◆ **Given request**
Rewrite every one of the rows below so that "shot-chart build" becomes "heat-map build" wherever it appears, keeping the rest of each row the same.

= = = = =

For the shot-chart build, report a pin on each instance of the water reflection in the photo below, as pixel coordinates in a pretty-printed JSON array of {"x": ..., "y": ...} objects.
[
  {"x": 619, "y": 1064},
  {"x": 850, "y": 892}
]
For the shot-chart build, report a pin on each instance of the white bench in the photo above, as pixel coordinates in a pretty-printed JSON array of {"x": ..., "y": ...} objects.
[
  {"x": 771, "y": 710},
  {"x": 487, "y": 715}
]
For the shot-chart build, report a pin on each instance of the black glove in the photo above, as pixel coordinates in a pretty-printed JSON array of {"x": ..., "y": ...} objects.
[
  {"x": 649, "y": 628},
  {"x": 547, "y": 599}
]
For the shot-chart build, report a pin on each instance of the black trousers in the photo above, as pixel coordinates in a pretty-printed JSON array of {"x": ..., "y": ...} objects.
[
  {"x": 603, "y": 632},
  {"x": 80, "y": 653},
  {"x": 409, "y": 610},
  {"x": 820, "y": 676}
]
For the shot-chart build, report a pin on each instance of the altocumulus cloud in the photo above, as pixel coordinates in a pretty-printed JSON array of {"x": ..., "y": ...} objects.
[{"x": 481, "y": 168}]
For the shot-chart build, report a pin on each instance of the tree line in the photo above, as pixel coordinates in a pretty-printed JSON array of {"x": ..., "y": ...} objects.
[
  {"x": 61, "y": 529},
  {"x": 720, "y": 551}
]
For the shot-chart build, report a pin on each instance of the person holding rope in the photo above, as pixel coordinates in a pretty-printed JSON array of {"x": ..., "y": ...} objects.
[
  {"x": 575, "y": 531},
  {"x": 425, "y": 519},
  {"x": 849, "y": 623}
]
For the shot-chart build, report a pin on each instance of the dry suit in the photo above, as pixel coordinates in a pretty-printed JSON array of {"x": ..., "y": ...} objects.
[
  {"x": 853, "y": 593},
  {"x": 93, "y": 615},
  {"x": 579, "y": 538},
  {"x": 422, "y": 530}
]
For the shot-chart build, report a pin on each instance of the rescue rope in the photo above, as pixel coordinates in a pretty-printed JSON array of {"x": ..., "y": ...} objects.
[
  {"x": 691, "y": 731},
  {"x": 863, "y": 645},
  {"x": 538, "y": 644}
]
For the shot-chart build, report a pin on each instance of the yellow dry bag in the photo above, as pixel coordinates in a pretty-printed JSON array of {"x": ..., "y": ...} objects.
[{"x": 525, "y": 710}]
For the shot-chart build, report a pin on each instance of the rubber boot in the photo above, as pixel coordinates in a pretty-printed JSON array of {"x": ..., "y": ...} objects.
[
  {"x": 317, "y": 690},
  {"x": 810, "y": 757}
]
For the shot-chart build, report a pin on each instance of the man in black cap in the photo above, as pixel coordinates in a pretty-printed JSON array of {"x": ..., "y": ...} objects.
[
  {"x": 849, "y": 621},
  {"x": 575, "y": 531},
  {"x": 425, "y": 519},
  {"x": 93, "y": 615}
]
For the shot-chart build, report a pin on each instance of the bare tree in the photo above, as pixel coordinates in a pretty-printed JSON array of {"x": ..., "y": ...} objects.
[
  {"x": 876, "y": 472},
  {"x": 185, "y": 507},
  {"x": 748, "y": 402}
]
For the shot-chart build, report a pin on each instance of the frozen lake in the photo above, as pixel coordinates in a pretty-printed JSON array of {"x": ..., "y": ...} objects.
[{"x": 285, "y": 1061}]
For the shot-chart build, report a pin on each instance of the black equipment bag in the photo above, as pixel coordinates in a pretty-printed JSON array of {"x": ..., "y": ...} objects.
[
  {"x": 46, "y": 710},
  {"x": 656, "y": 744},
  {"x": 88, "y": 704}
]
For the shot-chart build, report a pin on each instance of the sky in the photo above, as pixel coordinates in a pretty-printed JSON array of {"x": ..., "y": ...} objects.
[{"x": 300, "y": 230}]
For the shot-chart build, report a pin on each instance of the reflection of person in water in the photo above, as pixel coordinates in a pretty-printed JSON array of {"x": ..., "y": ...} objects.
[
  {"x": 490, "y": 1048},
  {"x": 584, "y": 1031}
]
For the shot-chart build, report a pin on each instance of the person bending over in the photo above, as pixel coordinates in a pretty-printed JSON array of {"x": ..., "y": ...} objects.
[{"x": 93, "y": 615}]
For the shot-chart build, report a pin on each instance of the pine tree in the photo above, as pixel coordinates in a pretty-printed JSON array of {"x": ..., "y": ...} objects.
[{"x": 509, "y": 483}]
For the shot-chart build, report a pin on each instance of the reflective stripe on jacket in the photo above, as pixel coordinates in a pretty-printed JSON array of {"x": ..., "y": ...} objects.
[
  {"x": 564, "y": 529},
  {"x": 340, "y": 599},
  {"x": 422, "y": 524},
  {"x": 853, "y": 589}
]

= = = = =

◆ **Result**
For the heat-map build, report a pin on each instance of the water reflection in the photo below, as pixel coordinates in a pretty-printed JSON array of {"x": ..., "y": ...} objects.
[
  {"x": 619, "y": 1064},
  {"x": 850, "y": 892}
]
For the heat-map build, report a pin on each instance of the white bench in the photo above, as pixel coordinates in a pretty-printed JSON array of {"x": ..., "y": ...} objects.
[
  {"x": 771, "y": 710},
  {"x": 487, "y": 715}
]
For the heat-map build, report a pin on each instance of the black glove in the photo above, as pixel coordinates in a pretty-printed JSON array of {"x": ..., "y": ...} objects.
[
  {"x": 649, "y": 628},
  {"x": 547, "y": 599}
]
For the heat-map build, report a pin on each instance of the black trousers in the photo above, as pixel coordinates in a pretty-printed JSON array of {"x": ..., "y": ...} objects.
[
  {"x": 603, "y": 632},
  {"x": 80, "y": 653},
  {"x": 409, "y": 610},
  {"x": 820, "y": 676}
]
For the heat-map build, report a pin on each instance of the altocumulus cloud in the photo above, as pixel coordinates in a pretty-printed JSON array of {"x": ..., "y": ...} objects.
[{"x": 481, "y": 168}]
For the heat-map build, report a pin on each instance of the tree line in the photo above, as pixel coordinates in a pretty-printed JSON array of {"x": ..., "y": ...} objects.
[
  {"x": 61, "y": 529},
  {"x": 720, "y": 551}
]
For the heat-map build, report a pin on each instance of the person holding rope in the photo above, as pixel coordinates in a pretty-printed JSON array of {"x": ..., "y": ...} objects.
[
  {"x": 575, "y": 531},
  {"x": 425, "y": 519},
  {"x": 849, "y": 623}
]
For the heat-map build, report a pin on each instance of the dry suit in the photo above, as pixel coordinates in a pretty-printed JSON array of {"x": ..., "y": ...} objects.
[
  {"x": 853, "y": 593},
  {"x": 93, "y": 615},
  {"x": 579, "y": 538},
  {"x": 422, "y": 530}
]
For the heat-map build, report a pin on each instance of the rescue rope in the photo above, as pixel coordinates in a pretty-printed JSON array of {"x": ..., "y": ...} objects.
[
  {"x": 691, "y": 731},
  {"x": 863, "y": 645},
  {"x": 538, "y": 644}
]
For the heat-map build, report a pin on each instance of the yellow dry bag in the photo above, as pixel coordinates in a pretty-printed JSON array of {"x": ..., "y": ...} objects.
[{"x": 525, "y": 710}]
For the heat-map build, report a pin on each instance of the rubber boot in the photo above, as pixel coordinates in a pretty-printed JSON array of {"x": ..., "y": ...} objects.
[
  {"x": 317, "y": 690},
  {"x": 810, "y": 757}
]
For the heat-map build, report a pin on each instance of the man in black cap in the photo above, as pixel coordinates in a pretty-printed JSON array of {"x": ..., "y": ...} objects.
[
  {"x": 849, "y": 621},
  {"x": 575, "y": 531},
  {"x": 425, "y": 519},
  {"x": 93, "y": 615}
]
For the heat-map build, report a pin on each instance of the bare tree in the photo above, as pixel coordinates in a pretty-printed JSON array of {"x": ..., "y": ...} objects.
[
  {"x": 876, "y": 472},
  {"x": 185, "y": 507},
  {"x": 748, "y": 402}
]
For the heat-map build, report a pin on each instance of the frozen lake in the photo above, as pixel coordinates in a pretty-printed JSON array of {"x": ..., "y": ...} objects.
[{"x": 285, "y": 1061}]
For the heat-map build, report a pin on each instance of the black equipment bag in the photo above, as pixel coordinates in a pretty-printed JSON array of {"x": ..., "y": ...} objects.
[
  {"x": 46, "y": 710},
  {"x": 656, "y": 744},
  {"x": 88, "y": 704}
]
For the heat-map build, report a pin on each instance of the sky in the photo above, as pixel coordinates in a pretty-printed JSON array of {"x": ..., "y": ...} objects.
[{"x": 300, "y": 230}]
For the heat-map build, report a pin on each instance of the reflection of person in water in the photo above, as pixel coordinates in a pretty-printed JSON array of {"x": ..., "y": ...} objects.
[
  {"x": 490, "y": 1048},
  {"x": 584, "y": 1031}
]
For the heat-map build, report a pin on each instance of the person bending over in the photo above, as pixel coordinates in a pretty-printed JSON array of {"x": ..., "y": ...} objects.
[{"x": 93, "y": 615}]
For the heat-map build, report a pin on each instance of the pine tree in the photo above, as pixel coordinates in a pretty-printed JSON array of {"x": ..., "y": ...} objects.
[{"x": 509, "y": 483}]
For the heat-map build, report a pin on each instance of the reflective stripe on jacket in the photo above, as pixel coordinates in a pretty-printed JSON array of {"x": ..., "y": ...} objects.
[
  {"x": 564, "y": 529},
  {"x": 340, "y": 599},
  {"x": 422, "y": 524},
  {"x": 853, "y": 589}
]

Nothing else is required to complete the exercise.